TASK REQUIREMENTS » The copy must run from the line containing "of the tree" through the final line of the records, both included, exactly as written. It should contain no pictures.

DATA PROVIDED »
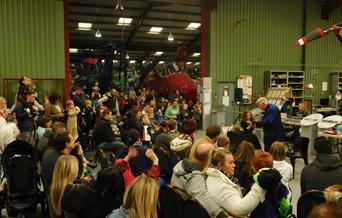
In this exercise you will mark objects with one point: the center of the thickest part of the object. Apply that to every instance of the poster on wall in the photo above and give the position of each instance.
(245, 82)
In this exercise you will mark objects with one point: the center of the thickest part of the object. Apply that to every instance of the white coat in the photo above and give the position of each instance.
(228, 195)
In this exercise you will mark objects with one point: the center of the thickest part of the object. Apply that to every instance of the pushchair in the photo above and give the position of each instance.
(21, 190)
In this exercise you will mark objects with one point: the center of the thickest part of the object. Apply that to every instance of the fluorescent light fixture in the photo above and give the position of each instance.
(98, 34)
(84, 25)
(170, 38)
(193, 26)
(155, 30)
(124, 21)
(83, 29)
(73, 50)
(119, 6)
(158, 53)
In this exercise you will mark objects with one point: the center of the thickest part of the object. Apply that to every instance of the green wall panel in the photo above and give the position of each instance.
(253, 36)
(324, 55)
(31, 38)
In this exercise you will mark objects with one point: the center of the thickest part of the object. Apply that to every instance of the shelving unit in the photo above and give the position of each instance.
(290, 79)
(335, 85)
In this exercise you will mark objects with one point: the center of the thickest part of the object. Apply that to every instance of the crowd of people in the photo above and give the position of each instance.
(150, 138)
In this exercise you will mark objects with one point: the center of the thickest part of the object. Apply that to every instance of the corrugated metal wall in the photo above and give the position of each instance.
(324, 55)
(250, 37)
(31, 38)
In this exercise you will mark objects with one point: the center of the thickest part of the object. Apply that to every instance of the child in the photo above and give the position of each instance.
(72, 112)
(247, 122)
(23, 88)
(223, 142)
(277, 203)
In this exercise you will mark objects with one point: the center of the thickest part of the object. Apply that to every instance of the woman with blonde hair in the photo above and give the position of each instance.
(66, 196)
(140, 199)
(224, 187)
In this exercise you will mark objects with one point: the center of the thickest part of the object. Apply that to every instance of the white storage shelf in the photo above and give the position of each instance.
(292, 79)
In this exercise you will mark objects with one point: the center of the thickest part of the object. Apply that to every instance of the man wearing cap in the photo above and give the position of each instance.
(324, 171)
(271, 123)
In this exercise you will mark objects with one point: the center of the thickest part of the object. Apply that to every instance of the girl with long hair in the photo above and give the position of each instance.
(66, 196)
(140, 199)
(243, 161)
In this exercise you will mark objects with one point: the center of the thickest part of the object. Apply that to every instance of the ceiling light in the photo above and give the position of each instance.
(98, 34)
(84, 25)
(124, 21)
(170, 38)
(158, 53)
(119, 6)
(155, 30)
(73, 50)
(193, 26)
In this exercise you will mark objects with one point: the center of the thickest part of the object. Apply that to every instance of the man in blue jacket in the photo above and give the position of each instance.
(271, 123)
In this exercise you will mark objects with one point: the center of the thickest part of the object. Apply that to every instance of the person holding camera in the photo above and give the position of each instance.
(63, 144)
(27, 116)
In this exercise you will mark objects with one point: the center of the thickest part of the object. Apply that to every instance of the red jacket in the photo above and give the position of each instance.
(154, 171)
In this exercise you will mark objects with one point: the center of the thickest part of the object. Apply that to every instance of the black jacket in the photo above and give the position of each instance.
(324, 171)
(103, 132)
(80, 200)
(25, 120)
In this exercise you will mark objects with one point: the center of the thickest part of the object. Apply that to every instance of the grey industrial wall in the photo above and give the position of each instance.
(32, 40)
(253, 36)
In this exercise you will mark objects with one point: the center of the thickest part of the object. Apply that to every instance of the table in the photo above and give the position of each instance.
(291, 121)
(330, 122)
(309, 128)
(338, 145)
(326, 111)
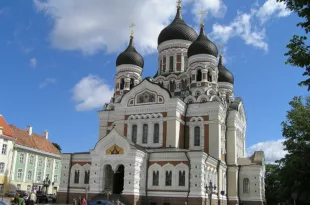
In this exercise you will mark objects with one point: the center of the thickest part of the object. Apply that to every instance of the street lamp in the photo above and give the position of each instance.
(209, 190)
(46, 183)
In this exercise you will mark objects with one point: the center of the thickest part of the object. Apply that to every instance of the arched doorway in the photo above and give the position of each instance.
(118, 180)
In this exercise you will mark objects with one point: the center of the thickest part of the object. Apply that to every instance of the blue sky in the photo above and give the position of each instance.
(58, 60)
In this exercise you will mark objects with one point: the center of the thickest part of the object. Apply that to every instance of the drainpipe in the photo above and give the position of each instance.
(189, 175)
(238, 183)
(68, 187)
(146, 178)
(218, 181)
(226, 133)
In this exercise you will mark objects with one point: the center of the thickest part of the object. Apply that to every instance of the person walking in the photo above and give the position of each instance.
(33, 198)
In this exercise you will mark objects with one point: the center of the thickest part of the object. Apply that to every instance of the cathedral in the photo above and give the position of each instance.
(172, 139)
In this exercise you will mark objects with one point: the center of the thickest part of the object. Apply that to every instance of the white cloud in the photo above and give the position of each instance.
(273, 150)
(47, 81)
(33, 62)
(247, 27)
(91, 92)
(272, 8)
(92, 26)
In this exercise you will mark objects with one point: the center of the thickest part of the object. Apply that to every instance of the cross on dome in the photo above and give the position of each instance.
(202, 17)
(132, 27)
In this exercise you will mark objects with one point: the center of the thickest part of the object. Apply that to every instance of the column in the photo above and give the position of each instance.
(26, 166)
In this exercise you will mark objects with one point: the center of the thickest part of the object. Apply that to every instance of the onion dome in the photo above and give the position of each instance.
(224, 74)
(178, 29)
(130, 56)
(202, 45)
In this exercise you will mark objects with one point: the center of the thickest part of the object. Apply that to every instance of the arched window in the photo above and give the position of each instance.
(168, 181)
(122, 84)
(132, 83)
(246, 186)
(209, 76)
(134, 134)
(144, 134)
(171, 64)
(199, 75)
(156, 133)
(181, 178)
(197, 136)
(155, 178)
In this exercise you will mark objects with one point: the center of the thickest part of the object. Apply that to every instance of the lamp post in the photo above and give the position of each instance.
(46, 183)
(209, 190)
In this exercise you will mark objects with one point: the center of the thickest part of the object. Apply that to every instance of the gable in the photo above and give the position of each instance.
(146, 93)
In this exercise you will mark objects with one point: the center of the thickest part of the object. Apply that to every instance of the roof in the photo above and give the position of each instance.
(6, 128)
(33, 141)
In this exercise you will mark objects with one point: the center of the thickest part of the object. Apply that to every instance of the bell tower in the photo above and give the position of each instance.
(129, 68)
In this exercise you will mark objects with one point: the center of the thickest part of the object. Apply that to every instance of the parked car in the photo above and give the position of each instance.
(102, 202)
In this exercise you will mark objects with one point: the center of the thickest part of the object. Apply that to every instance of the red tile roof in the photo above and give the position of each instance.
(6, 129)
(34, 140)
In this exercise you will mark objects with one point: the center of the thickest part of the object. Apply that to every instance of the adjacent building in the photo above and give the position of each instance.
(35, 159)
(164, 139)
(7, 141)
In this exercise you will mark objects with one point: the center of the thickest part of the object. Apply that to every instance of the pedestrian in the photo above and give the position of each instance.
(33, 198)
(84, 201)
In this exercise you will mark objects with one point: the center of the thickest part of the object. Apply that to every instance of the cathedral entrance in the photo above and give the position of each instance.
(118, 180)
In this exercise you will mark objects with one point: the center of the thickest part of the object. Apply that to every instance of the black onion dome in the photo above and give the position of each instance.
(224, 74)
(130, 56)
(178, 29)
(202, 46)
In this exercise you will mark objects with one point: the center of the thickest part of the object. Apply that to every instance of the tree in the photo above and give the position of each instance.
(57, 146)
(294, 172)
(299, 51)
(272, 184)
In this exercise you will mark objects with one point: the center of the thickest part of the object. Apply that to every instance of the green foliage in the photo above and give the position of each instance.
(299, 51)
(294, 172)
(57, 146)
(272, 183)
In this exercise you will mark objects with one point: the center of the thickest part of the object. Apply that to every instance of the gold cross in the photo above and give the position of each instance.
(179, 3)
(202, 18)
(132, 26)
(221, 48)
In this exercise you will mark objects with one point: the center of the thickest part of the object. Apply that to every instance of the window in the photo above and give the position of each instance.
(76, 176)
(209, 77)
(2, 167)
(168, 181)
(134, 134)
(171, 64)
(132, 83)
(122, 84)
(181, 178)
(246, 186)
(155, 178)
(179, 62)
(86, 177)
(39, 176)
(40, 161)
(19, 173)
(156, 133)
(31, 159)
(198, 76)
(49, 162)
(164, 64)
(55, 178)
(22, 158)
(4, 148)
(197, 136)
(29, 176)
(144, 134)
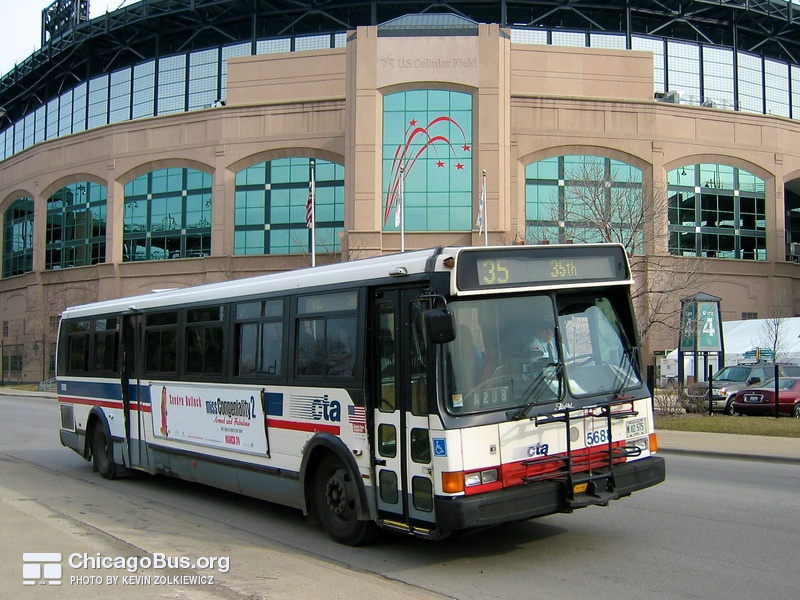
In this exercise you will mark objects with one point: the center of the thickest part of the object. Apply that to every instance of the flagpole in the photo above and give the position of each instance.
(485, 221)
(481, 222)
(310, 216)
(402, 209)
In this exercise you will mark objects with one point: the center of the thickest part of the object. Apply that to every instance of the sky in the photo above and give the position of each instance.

PROBLEM SOLUTION »
In this exercise you will mark objects with one point: the center of the thickest part of the object. Apply that to every instance of the tree in the photo above and give the position of each instance.
(57, 146)
(294, 172)
(299, 51)
(272, 184)
In this exercise you will mark objects with one point: the center of the thickest part of the object. Apply that to every instance of the green foliage in the photo above and give the position of each instance.
(299, 51)
(294, 172)
(57, 146)
(272, 183)
In this exercise you will mark objects with one point: the center of the thickest part of the object. Apply that to every instance of the gold cross in the photo above and give the position of each instance.
(179, 3)
(202, 18)
(132, 26)
(221, 48)
In this exercise you will mark objects with one point: the center of the thickest part of the object. Apply that to every instance of the window in the photo above and give the position of each instance.
(76, 176)
(209, 77)
(2, 167)
(168, 181)
(134, 134)
(171, 64)
(132, 83)
(122, 84)
(181, 178)
(246, 186)
(155, 178)
(179, 62)
(86, 177)
(39, 176)
(40, 161)
(19, 173)
(156, 133)
(31, 159)
(198, 76)
(49, 162)
(164, 64)
(55, 178)
(22, 158)
(4, 148)
(197, 136)
(29, 176)
(144, 134)
In this exercise you will mark objects with one point: the center of the thickest part of the object. Apply that to every instance of the flagpole in the photo above and give the position of each instance.
(485, 221)
(481, 222)
(310, 216)
(402, 209)
In this exercise you will mark objects with one point: the center of the thickest part of the object. Apply that to every instance of the sky in the photo above and give the position of each instance.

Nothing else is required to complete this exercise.